→ DOCUMENT SECTION
I had a core group of six or seven friends during my first years as an expat who became my family away from home. They were invaluable to me.

You need to make a home away from home.

3. Conform your expectations.

French service is not American service. The French wait in lines at the Post Office, at

Waitiing in line...

the bank, to get their driver’s license, to renew their passport. And they wait a long time. The officials or employees, especially those bureaucrats who wield their only power in this office, take coffee breaks right when you arrive at the front of the line and make no apologies about it. They chitchat with their fellow workers endlessly while you wait to be served. They seem to move in slow motion.

Part of this is a result of politics, I’m persuaded. People can’t get fired in France (it is very difficult to fire someone), so people are secure; they don’t worry about job performance. The other part has a twofold explanation: the French culture of enjoying life, and the idea that class systems based on money or position are taboo (a throwback to the Revolution, I’d say).

Reasons aside, an American looking for American style service in France (or in Paris, at least) will be astonished, frustrated, angered, resentful or any combination of the above before you arrive at your desired conclusion.

Still waiting in line....

The trick is to keep calm. Remember, you chose to live here. They aren’t in America. You’re in their country. This is how things are done here, and you need to adapt.

For me, going through the hurdles of visas and cartes de sejour was a nightmare. I’d have to come back five or six times before they finally accepted my documentation. No one ever gave me the same demands. There is no manager to complain to. I would have a 9am appointment, arrive a little early to realize that 100 other people had the same appointment. I’d end up waiting four hours or more. I was reduced to tears several times in the privacy of my bedroom after several of these rendezvous.

→ GIVEN TASK 1
In the passage about living in France, how many times would the writer have to come back before the visa documentation was accepted?
→ GIVEN TASK 2
Please repeat everything in the passage about living in France from "3. Conform your" down to "in slow motion.", word for word.
You won't need the listing that comes after this.

(Data entries)
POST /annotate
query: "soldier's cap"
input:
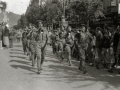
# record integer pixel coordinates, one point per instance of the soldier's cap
(98, 28)
(82, 25)
(39, 21)
(55, 30)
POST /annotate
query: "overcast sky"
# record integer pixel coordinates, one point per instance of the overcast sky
(17, 6)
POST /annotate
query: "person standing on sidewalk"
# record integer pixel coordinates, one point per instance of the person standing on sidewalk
(41, 42)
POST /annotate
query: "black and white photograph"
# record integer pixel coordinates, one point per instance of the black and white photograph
(59, 44)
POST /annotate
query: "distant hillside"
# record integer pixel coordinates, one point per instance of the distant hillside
(13, 18)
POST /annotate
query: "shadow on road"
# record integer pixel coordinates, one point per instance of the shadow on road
(58, 72)
(23, 67)
(61, 72)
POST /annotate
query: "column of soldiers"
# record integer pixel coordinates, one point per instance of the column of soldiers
(34, 44)
(95, 46)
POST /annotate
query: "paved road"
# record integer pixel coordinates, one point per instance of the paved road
(16, 73)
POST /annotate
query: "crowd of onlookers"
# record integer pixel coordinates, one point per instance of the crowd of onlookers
(103, 46)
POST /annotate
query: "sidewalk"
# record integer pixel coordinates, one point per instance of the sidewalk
(18, 74)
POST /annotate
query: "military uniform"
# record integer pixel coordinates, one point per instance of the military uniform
(62, 43)
(11, 37)
(69, 44)
(82, 47)
(24, 41)
(32, 45)
(41, 42)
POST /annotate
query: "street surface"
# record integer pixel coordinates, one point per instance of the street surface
(16, 73)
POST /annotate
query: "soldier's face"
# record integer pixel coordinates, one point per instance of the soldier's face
(40, 24)
(83, 29)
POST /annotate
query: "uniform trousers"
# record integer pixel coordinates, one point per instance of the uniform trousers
(40, 53)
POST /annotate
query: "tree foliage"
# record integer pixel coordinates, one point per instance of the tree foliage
(88, 10)
(80, 10)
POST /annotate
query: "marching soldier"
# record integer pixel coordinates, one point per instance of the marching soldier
(41, 42)
(24, 40)
(62, 42)
(11, 36)
(32, 45)
(82, 46)
(53, 38)
(69, 44)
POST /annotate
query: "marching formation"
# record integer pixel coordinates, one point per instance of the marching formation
(96, 47)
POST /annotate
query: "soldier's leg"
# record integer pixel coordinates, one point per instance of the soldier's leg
(57, 49)
(60, 46)
(33, 58)
(38, 52)
(82, 60)
(68, 50)
(11, 43)
(43, 54)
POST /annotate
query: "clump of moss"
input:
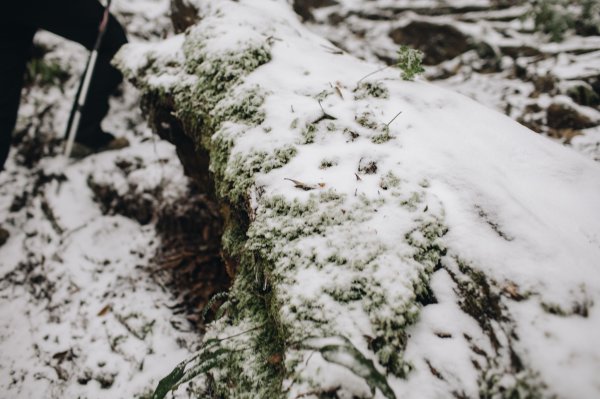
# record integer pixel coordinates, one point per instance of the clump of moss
(389, 180)
(410, 62)
(328, 163)
(366, 119)
(309, 133)
(371, 89)
(383, 137)
(241, 170)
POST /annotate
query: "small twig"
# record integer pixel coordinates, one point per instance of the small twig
(372, 73)
(324, 116)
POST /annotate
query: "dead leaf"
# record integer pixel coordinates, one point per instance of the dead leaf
(302, 186)
(104, 310)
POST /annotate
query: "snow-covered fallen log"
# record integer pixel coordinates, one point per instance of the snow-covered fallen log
(387, 238)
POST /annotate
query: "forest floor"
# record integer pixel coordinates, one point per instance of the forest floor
(91, 305)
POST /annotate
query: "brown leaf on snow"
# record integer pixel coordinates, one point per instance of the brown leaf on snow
(304, 186)
(104, 310)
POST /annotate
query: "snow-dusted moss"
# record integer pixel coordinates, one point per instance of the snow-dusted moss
(333, 265)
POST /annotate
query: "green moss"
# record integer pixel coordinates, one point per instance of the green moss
(366, 119)
(240, 171)
(389, 180)
(309, 133)
(328, 163)
(382, 137)
(371, 89)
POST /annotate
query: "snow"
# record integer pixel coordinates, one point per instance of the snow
(84, 311)
(458, 191)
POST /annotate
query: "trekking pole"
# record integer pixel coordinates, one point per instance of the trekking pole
(84, 85)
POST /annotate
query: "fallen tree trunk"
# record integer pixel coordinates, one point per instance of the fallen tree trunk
(386, 238)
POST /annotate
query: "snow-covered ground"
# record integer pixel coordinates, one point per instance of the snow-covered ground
(430, 199)
(403, 240)
(84, 310)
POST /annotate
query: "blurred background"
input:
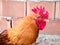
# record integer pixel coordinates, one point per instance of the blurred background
(12, 11)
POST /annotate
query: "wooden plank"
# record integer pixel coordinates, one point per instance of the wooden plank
(57, 10)
(16, 21)
(13, 8)
(48, 5)
(4, 25)
(0, 7)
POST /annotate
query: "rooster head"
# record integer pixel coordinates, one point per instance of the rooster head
(41, 18)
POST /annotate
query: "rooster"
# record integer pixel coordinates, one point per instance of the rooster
(27, 31)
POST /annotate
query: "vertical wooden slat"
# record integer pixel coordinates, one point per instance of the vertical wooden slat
(48, 5)
(57, 10)
(0, 7)
(13, 8)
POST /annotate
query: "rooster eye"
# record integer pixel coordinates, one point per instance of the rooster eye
(40, 17)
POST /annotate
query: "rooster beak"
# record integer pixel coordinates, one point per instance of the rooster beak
(46, 20)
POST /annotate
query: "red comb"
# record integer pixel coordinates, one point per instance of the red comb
(41, 11)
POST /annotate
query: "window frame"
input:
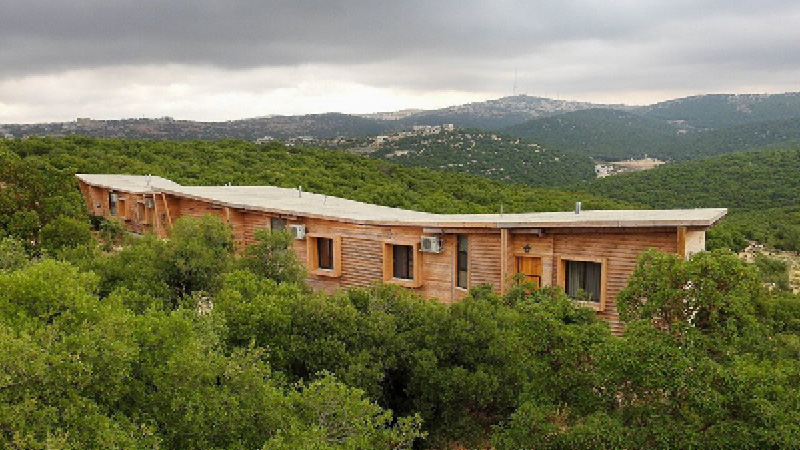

→ FULL ANSWER 1
Five or six times.

→ FULL ANSWER 2
3. Conform your expectations.

French service is not American service. The French wait in lines at the Post Office, at

Waitiing in line...

the bank, to get their driver’s license, to renew their passport. And they wait a long time. The officials or employees, especially those bureaucrats who wield their only power in this office, take coffee breaks right when you arrive at the front of the line and make no apologies about it. They chitchat with their fellow workers endlessly while you wait to be served. They seem to move in slow motion.